Records from a collection
********
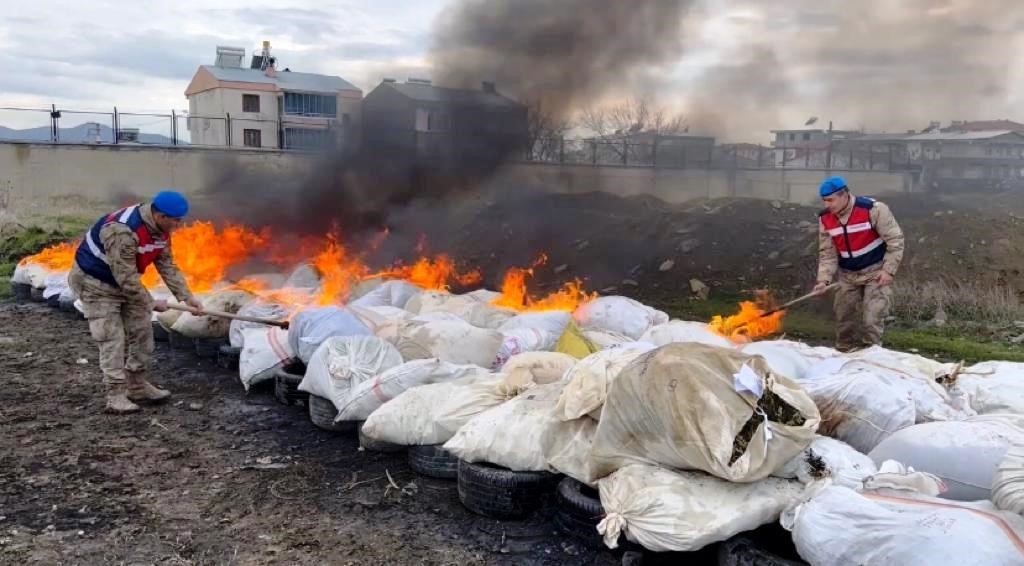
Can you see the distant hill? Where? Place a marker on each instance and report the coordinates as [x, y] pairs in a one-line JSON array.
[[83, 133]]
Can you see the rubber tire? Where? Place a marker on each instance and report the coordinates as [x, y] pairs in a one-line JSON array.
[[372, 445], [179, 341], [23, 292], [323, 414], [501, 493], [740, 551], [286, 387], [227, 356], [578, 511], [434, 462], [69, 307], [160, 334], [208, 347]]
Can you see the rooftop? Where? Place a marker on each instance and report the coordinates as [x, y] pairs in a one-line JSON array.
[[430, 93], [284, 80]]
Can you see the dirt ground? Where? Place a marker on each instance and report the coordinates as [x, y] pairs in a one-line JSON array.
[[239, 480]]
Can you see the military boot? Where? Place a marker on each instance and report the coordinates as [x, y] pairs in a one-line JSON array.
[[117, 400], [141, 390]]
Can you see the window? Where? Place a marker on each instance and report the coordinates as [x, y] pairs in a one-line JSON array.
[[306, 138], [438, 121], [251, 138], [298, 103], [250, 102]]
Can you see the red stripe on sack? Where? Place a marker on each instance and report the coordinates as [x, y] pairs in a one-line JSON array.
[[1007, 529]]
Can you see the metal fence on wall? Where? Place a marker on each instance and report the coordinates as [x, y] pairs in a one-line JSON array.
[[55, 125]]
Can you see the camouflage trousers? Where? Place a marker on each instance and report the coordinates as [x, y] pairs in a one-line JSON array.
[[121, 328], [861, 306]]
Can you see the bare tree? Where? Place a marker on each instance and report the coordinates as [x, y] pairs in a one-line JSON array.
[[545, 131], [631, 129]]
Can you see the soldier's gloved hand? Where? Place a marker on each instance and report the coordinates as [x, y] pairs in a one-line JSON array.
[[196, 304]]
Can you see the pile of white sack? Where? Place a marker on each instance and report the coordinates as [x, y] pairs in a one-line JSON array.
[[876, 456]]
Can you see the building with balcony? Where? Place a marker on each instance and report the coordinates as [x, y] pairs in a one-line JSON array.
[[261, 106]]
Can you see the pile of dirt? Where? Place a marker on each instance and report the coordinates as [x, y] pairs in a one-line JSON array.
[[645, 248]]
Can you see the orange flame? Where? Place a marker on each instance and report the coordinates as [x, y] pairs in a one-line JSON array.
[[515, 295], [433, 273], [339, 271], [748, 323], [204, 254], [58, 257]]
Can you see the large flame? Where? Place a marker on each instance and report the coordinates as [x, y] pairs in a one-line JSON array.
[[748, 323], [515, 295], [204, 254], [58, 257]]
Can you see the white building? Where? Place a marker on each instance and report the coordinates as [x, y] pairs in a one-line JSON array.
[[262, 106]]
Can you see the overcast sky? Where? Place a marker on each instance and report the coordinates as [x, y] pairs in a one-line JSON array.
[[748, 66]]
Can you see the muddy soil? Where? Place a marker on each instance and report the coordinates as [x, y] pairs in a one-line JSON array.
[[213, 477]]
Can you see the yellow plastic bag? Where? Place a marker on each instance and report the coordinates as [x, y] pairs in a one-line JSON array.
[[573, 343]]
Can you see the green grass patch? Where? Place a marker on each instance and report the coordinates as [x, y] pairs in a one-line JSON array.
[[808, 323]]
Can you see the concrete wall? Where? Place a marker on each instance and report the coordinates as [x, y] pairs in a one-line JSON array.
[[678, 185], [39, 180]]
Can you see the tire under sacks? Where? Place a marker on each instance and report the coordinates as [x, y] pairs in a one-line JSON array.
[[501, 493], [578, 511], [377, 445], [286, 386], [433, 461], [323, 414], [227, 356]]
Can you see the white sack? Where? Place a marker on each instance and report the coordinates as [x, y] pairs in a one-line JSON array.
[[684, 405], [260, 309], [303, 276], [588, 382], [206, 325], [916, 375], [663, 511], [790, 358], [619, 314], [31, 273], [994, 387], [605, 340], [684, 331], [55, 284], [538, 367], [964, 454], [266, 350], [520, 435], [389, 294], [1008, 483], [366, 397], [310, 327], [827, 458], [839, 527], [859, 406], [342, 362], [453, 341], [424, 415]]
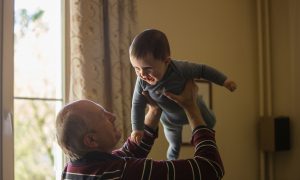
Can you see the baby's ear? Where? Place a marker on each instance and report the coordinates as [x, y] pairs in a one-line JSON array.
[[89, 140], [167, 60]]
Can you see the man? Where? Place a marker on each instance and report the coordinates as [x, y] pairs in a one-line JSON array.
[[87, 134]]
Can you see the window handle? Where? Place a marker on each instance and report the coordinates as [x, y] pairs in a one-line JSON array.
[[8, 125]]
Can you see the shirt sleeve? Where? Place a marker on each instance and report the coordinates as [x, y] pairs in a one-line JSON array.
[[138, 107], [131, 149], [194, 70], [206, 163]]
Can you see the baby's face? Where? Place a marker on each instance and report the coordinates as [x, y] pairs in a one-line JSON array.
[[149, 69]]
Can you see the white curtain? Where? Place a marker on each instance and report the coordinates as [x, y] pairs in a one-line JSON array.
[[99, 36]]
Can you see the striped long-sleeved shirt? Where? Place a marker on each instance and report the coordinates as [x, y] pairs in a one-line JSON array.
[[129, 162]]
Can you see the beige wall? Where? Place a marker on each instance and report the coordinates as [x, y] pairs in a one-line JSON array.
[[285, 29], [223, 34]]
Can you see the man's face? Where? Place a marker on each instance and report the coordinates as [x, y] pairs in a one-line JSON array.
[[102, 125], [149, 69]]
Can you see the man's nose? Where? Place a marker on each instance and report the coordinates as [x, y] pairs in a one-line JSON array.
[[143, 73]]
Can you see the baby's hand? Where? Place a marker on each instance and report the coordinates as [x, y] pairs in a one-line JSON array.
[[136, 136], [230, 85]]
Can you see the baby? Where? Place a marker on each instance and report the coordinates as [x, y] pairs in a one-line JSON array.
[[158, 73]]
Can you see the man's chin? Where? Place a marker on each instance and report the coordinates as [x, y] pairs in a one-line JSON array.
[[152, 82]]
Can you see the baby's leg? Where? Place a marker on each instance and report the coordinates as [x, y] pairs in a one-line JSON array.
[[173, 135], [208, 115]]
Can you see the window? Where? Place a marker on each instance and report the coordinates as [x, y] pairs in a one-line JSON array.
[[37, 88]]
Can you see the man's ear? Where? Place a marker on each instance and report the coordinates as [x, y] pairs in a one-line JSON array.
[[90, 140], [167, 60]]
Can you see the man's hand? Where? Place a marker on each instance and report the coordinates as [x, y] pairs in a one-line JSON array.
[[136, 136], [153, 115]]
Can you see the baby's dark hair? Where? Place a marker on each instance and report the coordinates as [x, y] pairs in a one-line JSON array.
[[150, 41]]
********
Try it
With the pictures dropped, give every entry above again exactly.

Output for this exercise
Can you see the distant hill? Where? Place a marker on each instance and report the coordinates as [x, y] pairs in a one-line JSON array.
[[83, 133]]
Can you see the rubber tire? Where? Place a marker on each instance and report the coordinates as [x, y] pairs in a one-line JSON array.
[[372, 445], [179, 341], [23, 292], [323, 414], [501, 493], [740, 551], [286, 387], [227, 356], [578, 511], [434, 462], [69, 307], [160, 334], [208, 347]]
Can you see the rooftop? Where? Place a marker on each instance and report the coordinates as [x, y] pairs in a one-line JSON array.
[[430, 93], [284, 80]]
Can you see the dirt ground? Where? Place a marker on each instance and report the coordinates as [x, y] pairs in a one-line JSON array.
[[239, 480]]
Can you see the military boot? Where? Place a marker on each instance and report the coordinates as [x, y] pairs in a one-line JSON array.
[[117, 400], [141, 390]]
Can you see the window? Where? Place a marker on each instance and report the coordinates as [x, y] pairs in a one-line JSON array.
[[306, 138], [438, 121], [251, 138], [298, 103], [250, 102]]
Can you see the red stripe on sack? Where? Place a marker on each instance and report the coordinates as [x, y] pairs in a one-line JSON array.
[[1007, 529]]
Can you see the metal fence on wall? Where? Place a marker on each instance and report the coordinates as [x, y] pairs in a one-line JSON array.
[[55, 125]]
Can you see the camouflage trousers? Where? Place a marker on each instance and report the coordinates as [x, y] pairs in a one-line JSON array.
[[121, 328], [861, 306]]
Can you see the bare tree? Where? Place a marker on each instance and report the coordinates as [x, y] pairs in a one-line JSON array.
[[545, 131], [631, 129]]
Can you see the soldier's gloved hand? Where? Place a marker on each instance and report the coordinates as [x, y] pairs in a one-line JSON array.
[[196, 304]]
Can you see the pile of white sack? Where? Place a marker on each instance and report the coordinates as [x, y] pairs in a one-line JSON array.
[[876, 456]]
Can you see the building with balcony? Where? Place a marker on each instance and report the coordinates as [x, y] pairs in a one-line JSON array.
[[261, 106]]
Can you see the pile of dirt? Where? Place a marker on each instance and report the coordinates as [x, y] pairs in a one-line JSON array.
[[645, 248]]
Can you see the orange flame? Where? Place a marker on each instance and report the coordinates as [x, y] pairs in a one-line JSON array.
[[515, 295], [433, 273], [339, 271], [748, 323], [204, 254], [58, 257]]
Can you see the large flame? Where? Place a marker on each instance and report the coordinates as [x, y] pairs in a one-line JSON array.
[[748, 323], [515, 295], [204, 254], [58, 257]]
Can you see the white building? Where? Place a marker on each instance and report the coordinates as [x, y] pairs in a one-line JSON array.
[[262, 106]]
Can you see the overcast sky? Where? Place a marker on each instance and report the coordinates as [x, y] pairs in a one-line JSON array.
[[748, 66]]
Can you see the muddy soil? Where? Place a marker on each instance and report the coordinates as [x, y] pairs in a one-line JSON array.
[[213, 477]]
Can you see the yellow plastic bag? Where? Place a marker on each instance and report the coordinates as [x, y] pairs in a one-line JSON array.
[[573, 343]]
Can you see the green grass patch? Where? Place a marker on each instance and report the coordinates as [x, y] pairs in a one-line JSON array.
[[808, 323]]
Can you see the concrete wall? Where? Place a marker on each instance and report the coordinates as [x, y] pairs in a one-line JSON array.
[[678, 185], [39, 180]]
Can you see the tire under sacks? Where? Place a marker on each instance and report the coordinates as [x, y] pairs in a one-line JSON array.
[[501, 493], [578, 511], [377, 445], [286, 386], [433, 461], [323, 414], [227, 356]]
Can you see the white sack? Where? Place a marker on each instance and report the coordinates as [x, y] pairs in a one-line JSON array.
[[684, 405], [260, 309], [303, 276], [588, 382], [206, 325], [916, 375], [663, 511], [790, 358], [619, 314], [31, 273], [994, 387], [605, 340], [684, 331], [55, 284], [538, 367], [964, 454], [266, 350], [520, 435], [389, 294], [1008, 483], [366, 397], [310, 327], [827, 458], [839, 527], [859, 406], [342, 362], [453, 341], [424, 415]]
Can you see the baby's ear? Where? Place a marker on each instance and report the coordinates as [x, y] pairs in a one-line JSON array.
[[89, 140], [167, 60]]
Can you see the man? Where? Place a marker on each instance and report the coordinates as [x, y] pairs in a one-line JSON array.
[[87, 134]]
Can you see the window handle? Where? Place a marker on each instance and report the coordinates as [x, y] pairs in a one-line JSON array.
[[8, 125]]
Can you see the shirt sleeve? Where? Place a marker on each instance and report the coordinates as [x, y] pairs in a one-line JSON array.
[[138, 107], [131, 149], [194, 70], [206, 163]]
Can you see the baby's face? Where? Place a marker on each instance and report the coordinates as [x, y] pairs in a one-line JSON array.
[[149, 69]]
Can you see the white curtain? Where? Place a marker on each instance and report the coordinates as [x, y] pairs in a one-line JSON array.
[[99, 36]]
Can you see the striped long-sleeved shirt? Where? Place a marker on each instance and report the coordinates as [x, y] pairs in a one-line JSON array.
[[129, 162]]
Can you see the beige wall? Where? Place a marker on each instance and report the coordinates as [x, y] pairs in a one-line JSON array.
[[285, 29], [223, 34]]
Can you see the man's face? Where? Place a marker on each instance and report the coordinates as [x, y] pairs in a one-line JSON array.
[[102, 125], [149, 69]]
Can you see the man's nose? Where? Place a marker on each instance and report the coordinates as [x, y] pairs in a one-line JSON array.
[[143, 73]]
Can you see the baby's hand? Where? Place a marker on each instance and report the coordinates as [x, y] pairs in a one-line JSON array.
[[136, 136], [230, 85]]
Can you see the baby? Where? Place a marker on each instance and report the coordinates as [x, y] pairs in a one-line JSON array.
[[158, 73]]
Can you see the man's chin? Where? Place a marker on each instance and report the coordinates as [x, y] pairs in a one-line JSON array.
[[152, 82]]
Can you see the baby's leg? Where? Place a marker on each instance and report the coordinates as [x, y] pairs in a one-line JSON array.
[[173, 135], [208, 115]]
Can you see the window? Where? Place a marker on each instance and report the coordinates as [x, y] pairs in a one-line JSON array.
[[37, 88]]
Can you see the man's ear? Where? Place a marker on each instance and report the coordinates as [x, y] pairs in a one-line JSON array.
[[90, 140], [167, 60]]
Can you see the man's hand? Where? Place a marker on each instance and report the coordinates as [x, y] pairs in a one-line JSON array.
[[136, 136], [153, 115]]
Can you see the baby's dark hair? Where? Place a marker on each instance and report the coordinates as [x, y] pairs in a one-line JSON array.
[[150, 41]]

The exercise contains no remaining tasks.